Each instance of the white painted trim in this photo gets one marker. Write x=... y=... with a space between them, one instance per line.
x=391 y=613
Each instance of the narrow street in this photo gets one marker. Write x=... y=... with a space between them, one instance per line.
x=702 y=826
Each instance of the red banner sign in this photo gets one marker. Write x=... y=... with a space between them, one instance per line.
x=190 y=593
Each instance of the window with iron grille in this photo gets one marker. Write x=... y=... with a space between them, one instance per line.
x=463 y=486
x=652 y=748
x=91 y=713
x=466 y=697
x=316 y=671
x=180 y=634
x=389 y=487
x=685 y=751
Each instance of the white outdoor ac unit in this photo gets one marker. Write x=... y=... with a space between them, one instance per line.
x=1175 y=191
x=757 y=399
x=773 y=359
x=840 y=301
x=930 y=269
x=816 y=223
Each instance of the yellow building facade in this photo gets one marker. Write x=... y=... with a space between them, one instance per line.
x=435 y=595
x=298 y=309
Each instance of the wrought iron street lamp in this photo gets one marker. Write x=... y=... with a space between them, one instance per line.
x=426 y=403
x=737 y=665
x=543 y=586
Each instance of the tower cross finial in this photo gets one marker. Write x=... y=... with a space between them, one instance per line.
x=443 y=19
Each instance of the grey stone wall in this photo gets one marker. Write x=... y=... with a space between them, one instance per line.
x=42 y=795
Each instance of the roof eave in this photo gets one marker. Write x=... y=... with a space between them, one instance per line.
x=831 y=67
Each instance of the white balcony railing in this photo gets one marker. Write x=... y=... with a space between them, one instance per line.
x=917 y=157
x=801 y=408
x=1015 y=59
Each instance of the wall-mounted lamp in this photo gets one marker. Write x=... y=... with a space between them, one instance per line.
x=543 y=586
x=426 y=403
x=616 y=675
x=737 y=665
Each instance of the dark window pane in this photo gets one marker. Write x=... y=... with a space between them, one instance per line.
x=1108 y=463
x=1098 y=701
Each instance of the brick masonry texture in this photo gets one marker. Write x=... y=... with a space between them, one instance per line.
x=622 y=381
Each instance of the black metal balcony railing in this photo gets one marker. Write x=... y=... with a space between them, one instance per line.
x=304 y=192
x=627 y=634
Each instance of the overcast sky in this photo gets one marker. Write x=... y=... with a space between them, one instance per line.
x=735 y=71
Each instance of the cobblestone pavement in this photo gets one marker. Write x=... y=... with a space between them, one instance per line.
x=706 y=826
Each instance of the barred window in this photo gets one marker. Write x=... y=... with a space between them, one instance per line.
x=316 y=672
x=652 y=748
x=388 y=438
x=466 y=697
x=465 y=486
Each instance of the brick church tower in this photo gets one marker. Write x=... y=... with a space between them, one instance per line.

★ ★ ★

• REQUIRED TASK
Copy out the full listing above again, putting "point" wherever "marker" appears and changing nothing else.

• REPLY
Each instance of the white painted trim in this photo gets one point. Write x=... y=... with a space between them, one instance per line.
x=391 y=613
Each instance of the narrow street in this photo gets one point. Write x=... y=... with a space between them, one instance per line.
x=702 y=826
Each instance of the red banner sign in this photo gets one point. Write x=... y=... with a space between them, one instance per line.
x=190 y=593
Each instance of the window with iron grille in this photo gets one point. Write x=... y=... with a space between them, one instance per line.
x=463 y=486
x=652 y=748
x=91 y=713
x=466 y=697
x=316 y=671
x=180 y=634
x=389 y=487
x=685 y=751
Each instance of the white outdoor ac unit in this photo gets one point. Write x=... y=... with a space between them, one instance per line.
x=1175 y=191
x=757 y=399
x=773 y=359
x=840 y=301
x=930 y=269
x=816 y=223
Each instance of the yellow building facade in this photo gets one point. Write x=... y=... with a space between them, one instance per line.
x=435 y=595
x=298 y=309
Each instance of the wrought iron street lamp in this photo gets one point. Write x=... y=... with a space between them, one instance per line.
x=426 y=403
x=737 y=665
x=543 y=586
Each instance of the tower cross finial in this photo gets one point. Write x=... y=... with a space between them, one instance per line.
x=443 y=19
Each instance of the grey stone wall in this photo gets one point. Write x=... y=... with a space between them, one instance per line.
x=42 y=795
Each instance of the roof eave in this photo gets one point. Write x=... y=... with a space between them, one instance per line.
x=831 y=67
Each instance of the white balcony railing in this photo gets one point. Write x=... y=... with a space between them, one instance per line.
x=917 y=157
x=801 y=408
x=1015 y=59
Each instance of the wall-mounted lamp in this photo gets one point. Write x=... y=... with a space between them, one instance per line.
x=543 y=586
x=426 y=403
x=616 y=675
x=737 y=665
Each instance of the dark window pane in this photo gets one point. Write x=... y=... with a space between them, one instance per line.
x=1108 y=463
x=1098 y=701
Each instance of the brick masonry texture in this photo gets one point. Write x=... y=... with a space between them, one instance per line.
x=622 y=381
Each instance of the black metal balcony railing in this photo gets one point. Write x=... y=... with a space between them, one instance per line.
x=304 y=192
x=627 y=634
Each instance of the overcast sky in this photo gets one point. Write x=... y=... with a space between them, one instance per line.
x=735 y=71
Each instance of the cobblestone pavement in this photo gets one point. Write x=... y=... with a space between them, one instance per line.
x=706 y=826
Each instance of the barred window in this photo gets one point. Write x=... y=... with a space between them, one instance per line.
x=316 y=672
x=652 y=748
x=388 y=438
x=466 y=697
x=465 y=486
Each instance of the brick church tower in this photo gets one point. Write x=... y=... with a space between them, one instance per line.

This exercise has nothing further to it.